### EXERCISE
The answer must consist only of the lines from the line with "</instance>" to the line with "positive clicks: (695, 359)", both included, exactly as they stand below.

### INPUT FOR THIS TASK
****************
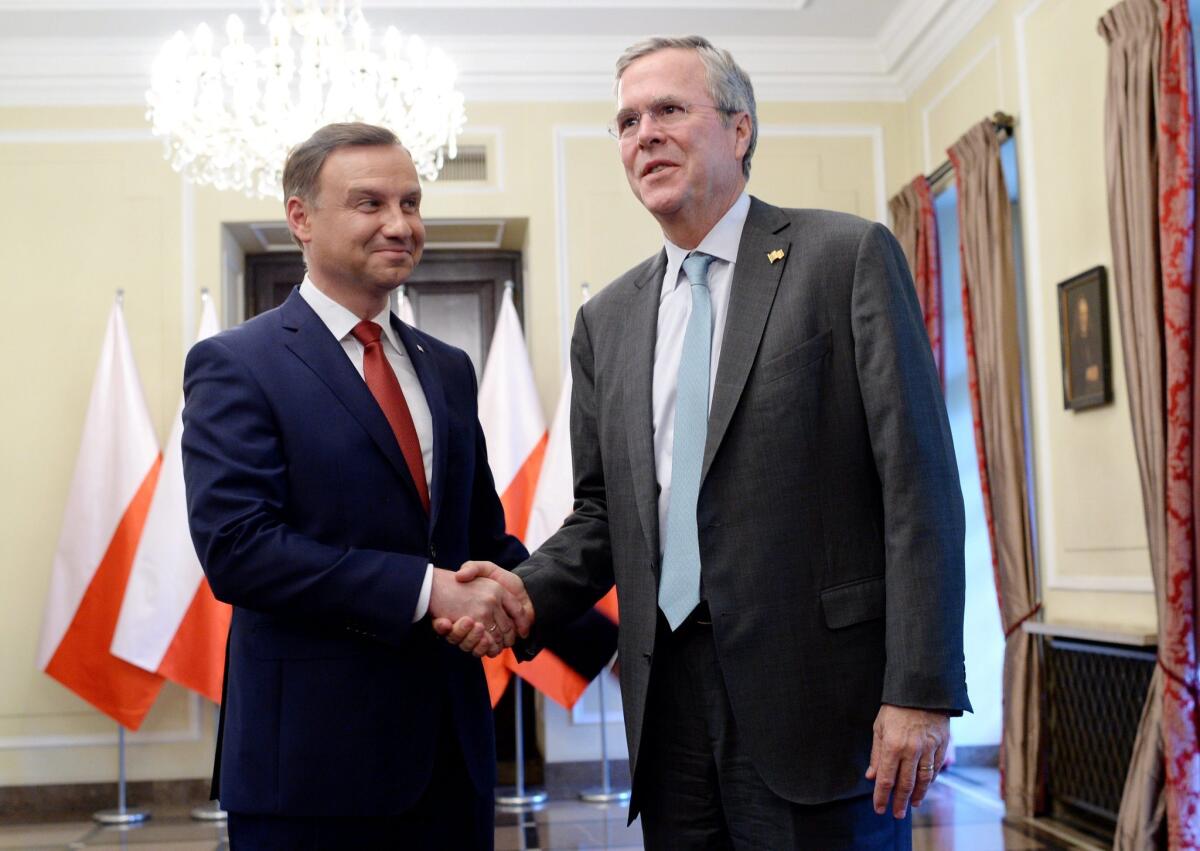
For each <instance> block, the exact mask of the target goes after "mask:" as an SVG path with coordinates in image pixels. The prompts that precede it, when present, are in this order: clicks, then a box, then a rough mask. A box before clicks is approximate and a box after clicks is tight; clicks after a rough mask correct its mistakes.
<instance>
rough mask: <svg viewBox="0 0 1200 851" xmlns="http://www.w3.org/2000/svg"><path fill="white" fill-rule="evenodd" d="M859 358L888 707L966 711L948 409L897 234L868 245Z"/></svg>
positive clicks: (858, 311) (959, 515) (857, 347)
mask: <svg viewBox="0 0 1200 851" xmlns="http://www.w3.org/2000/svg"><path fill="white" fill-rule="evenodd" d="M851 313H852V316H851V322H852V330H853V336H854V360H856V366H857V371H858V382H859V386H860V389H862V396H863V406H864V408H865V413H866V421H868V429H869V432H870V441H871V451H872V454H874V457H875V466H876V469H877V472H878V477H880V485H881V487H882V493H883V539H884V571H886V574H884V580H886V599H887V610H886V617H887V669H886V672H884V681H883V702H884V703H893V705H896V706H907V707H917V708H924V709H937V711H944V712H949V713H952V714H960V713H961V712H962V711H965V709H970V708H971V703H970V701H968V700H967V693H966V675H965V669H964V660H962V607H964V582H965V580H964V550H962V547H964V511H962V492H961V490H960V487H959V477H958V465H956V462H955V459H954V444H953V441H952V437H950V429H949V422H948V420H947V415H946V403H944V400H943V397H942V389H941V384H940V382H938V378H937V372H936V368H935V366H934V360H932V355H931V353H930V348H929V341H928V337H926V334H925V328H924V323H923V320H922V314H920V308H919V305H918V304H917V296H916V289H914V288H913V284H912V280H911V277H910V274H908V268H907V265H906V263H905V260H904V256H902V254H901V252H900V246H899V245H898V244H896V241H895V239H894V238H893V236H892V234H890V233H889V232H888V230H887V228H884V227H883V226H881V224H874V226H871V228H869V229H868V230H866V233H865V235H864V236H863V239H862V241H860V242H859V246H858V256H857V259H856V269H854V282H853V294H852V307H851Z"/></svg>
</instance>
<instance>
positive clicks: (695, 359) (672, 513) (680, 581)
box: [659, 252, 715, 630]
mask: <svg viewBox="0 0 1200 851" xmlns="http://www.w3.org/2000/svg"><path fill="white" fill-rule="evenodd" d="M714 259H715V258H714V257H712V256H710V254H702V253H700V252H692V253H691V254H688V257H686V258H685V259H684V262H683V271H684V274H685V275H686V276H688V282H689V283H690V284H691V316H690V317H689V318H688V328H686V330H685V331H684V335H683V352H682V354H680V356H679V378H678V379H677V382H676V424H674V444H673V448H672V450H671V497H670V498H668V501H667V535H666V547H665V549H664V553H662V576H661V577H660V579H659V609H661V610H662V613H664V615H666V618H667V623H668V624H671V629H672V630H674V629H677V628H678V627H679V624H680V623H683V622H684V618H686V617H688V616H689V615H690V613H691V610H692V609H695V607H696V606H697V604H698V603H700V534H698V529H697V528H696V501H697V498H698V497H700V472H701V468H702V467H703V463H704V438H706V436H707V435H708V367H709V356H710V353H712V348H713V304H712V300H710V299H709V293H708V265H709V264H710V263H712V262H713V260H714Z"/></svg>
****************
### WRITTEN RESPONSE
</instance>
<instance>
positive clicks: (695, 359) (672, 513) (680, 581)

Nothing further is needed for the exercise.